> What you should do:
Will you copy out the records from the line containing "find the man's hand" through the end of the records, requests included, with every coordinate in the answers raised by 21?

> Raw records:
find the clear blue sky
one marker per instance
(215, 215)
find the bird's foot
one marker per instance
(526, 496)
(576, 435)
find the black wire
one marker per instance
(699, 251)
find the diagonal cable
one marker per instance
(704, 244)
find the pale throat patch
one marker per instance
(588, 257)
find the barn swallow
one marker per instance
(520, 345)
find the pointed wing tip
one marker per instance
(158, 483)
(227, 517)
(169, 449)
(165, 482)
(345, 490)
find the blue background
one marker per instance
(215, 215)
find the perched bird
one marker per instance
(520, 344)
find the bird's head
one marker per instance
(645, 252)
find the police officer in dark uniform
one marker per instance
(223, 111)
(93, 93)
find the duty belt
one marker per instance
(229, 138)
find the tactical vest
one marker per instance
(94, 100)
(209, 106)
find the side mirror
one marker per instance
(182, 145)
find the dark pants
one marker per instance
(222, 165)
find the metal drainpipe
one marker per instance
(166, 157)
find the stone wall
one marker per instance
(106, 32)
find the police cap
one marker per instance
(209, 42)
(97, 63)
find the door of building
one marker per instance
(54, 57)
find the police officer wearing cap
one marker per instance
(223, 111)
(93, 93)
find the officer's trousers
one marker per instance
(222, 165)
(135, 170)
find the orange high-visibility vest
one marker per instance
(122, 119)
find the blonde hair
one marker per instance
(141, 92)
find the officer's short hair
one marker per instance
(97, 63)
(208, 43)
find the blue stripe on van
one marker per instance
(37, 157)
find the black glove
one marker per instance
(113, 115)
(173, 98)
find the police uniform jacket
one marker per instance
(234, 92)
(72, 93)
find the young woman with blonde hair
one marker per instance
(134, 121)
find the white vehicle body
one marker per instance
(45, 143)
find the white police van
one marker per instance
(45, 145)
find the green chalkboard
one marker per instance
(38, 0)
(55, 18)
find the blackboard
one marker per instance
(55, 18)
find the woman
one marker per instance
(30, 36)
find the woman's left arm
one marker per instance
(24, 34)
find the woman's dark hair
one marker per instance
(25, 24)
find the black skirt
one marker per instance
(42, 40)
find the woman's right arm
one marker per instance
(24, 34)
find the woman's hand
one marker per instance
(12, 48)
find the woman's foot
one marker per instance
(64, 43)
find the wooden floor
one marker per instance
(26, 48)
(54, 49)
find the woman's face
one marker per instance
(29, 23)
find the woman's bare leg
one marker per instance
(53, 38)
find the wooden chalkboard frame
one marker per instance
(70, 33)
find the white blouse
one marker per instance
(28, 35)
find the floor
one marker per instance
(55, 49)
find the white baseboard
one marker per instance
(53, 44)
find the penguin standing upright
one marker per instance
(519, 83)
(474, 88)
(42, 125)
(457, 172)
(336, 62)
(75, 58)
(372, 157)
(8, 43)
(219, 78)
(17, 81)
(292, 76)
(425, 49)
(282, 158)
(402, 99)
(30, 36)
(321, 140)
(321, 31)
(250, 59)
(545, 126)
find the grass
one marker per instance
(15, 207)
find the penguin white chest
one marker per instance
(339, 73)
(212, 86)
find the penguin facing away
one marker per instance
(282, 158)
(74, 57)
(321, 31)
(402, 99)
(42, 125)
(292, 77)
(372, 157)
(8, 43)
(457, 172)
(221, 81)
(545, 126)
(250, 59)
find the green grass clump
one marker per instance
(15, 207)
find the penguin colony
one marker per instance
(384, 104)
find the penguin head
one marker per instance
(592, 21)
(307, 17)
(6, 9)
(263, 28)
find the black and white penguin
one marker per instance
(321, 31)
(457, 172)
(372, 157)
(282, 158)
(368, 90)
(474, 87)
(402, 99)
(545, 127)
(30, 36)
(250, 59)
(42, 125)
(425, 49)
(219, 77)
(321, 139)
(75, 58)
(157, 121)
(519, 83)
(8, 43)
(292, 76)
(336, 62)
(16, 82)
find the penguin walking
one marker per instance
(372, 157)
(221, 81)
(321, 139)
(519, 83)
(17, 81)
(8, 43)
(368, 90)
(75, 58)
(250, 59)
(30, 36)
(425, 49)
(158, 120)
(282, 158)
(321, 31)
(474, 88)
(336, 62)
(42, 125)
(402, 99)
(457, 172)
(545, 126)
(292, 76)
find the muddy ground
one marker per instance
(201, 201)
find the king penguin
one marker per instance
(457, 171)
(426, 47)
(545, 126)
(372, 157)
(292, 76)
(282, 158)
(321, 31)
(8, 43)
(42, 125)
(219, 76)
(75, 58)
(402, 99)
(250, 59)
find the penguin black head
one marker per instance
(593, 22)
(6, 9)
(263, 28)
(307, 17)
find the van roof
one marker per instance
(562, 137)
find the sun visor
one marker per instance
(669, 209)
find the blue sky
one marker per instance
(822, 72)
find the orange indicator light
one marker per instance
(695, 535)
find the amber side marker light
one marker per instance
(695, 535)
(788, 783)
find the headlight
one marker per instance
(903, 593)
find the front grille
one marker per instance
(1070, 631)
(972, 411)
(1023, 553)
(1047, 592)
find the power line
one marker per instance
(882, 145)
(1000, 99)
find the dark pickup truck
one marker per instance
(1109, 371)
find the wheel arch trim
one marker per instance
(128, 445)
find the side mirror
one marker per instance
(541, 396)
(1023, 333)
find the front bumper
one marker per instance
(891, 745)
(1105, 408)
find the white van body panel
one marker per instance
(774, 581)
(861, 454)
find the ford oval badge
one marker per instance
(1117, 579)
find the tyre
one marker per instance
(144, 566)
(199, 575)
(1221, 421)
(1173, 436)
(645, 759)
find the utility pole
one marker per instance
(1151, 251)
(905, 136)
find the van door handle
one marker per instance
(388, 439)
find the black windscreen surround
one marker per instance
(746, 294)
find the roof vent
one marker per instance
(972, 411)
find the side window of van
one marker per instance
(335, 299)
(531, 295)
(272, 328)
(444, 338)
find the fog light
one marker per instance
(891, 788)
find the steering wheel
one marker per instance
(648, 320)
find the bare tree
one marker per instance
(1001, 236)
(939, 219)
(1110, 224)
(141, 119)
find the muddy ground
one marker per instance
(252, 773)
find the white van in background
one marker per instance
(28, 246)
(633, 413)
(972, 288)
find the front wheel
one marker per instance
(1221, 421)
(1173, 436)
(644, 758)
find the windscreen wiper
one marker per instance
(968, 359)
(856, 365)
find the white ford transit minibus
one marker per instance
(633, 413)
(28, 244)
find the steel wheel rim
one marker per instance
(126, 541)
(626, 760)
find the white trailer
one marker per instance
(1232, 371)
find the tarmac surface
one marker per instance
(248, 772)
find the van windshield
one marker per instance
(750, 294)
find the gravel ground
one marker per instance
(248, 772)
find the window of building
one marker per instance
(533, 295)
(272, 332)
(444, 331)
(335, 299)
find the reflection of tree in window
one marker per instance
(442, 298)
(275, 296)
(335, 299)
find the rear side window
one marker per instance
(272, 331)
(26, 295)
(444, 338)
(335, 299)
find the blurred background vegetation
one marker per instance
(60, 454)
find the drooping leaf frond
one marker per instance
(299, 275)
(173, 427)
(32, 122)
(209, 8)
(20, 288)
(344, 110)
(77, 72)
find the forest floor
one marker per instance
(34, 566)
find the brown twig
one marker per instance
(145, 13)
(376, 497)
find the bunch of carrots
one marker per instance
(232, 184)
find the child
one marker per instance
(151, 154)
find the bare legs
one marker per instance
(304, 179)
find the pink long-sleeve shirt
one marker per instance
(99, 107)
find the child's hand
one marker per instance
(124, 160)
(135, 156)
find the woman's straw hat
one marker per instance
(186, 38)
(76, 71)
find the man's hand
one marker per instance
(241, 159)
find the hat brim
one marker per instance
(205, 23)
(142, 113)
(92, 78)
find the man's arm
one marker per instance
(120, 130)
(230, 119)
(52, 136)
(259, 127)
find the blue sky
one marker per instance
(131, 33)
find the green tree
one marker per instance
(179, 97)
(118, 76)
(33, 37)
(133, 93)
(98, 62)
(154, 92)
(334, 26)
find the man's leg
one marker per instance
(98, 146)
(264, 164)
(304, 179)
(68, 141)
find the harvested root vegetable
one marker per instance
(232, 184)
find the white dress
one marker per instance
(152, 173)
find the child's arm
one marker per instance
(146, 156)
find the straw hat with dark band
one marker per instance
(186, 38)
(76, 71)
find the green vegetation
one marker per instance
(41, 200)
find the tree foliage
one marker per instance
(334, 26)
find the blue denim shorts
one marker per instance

> Written solution:
find the man's hand
one marker per instance
(262, 180)
find the hat brim
one marker per instance
(226, 44)
(163, 134)
(113, 99)
find the man's arm
one marker per instance
(141, 151)
(251, 140)
(73, 157)
(280, 148)
find the blue sky
one marker per instance
(152, 54)
find the green tree
one marker per instance
(200, 118)
(139, 97)
(54, 58)
(154, 114)
(119, 83)
(175, 113)
(355, 47)
find the man's leg
one marker per instance
(119, 167)
(285, 185)
(325, 200)
(89, 162)
find the harvested root vegetable
one marker per instance
(253, 205)
find the white dress
one marker per instance
(173, 194)
find the child's arm
one marker per instance
(167, 177)
find the straw hat with dark band
one marker per instance
(207, 59)
(97, 92)
find the green vegetation
one marker per instance
(62, 221)
find the tree foliage
one marker per instance
(355, 47)
find the blue denim shorts
one marker per instance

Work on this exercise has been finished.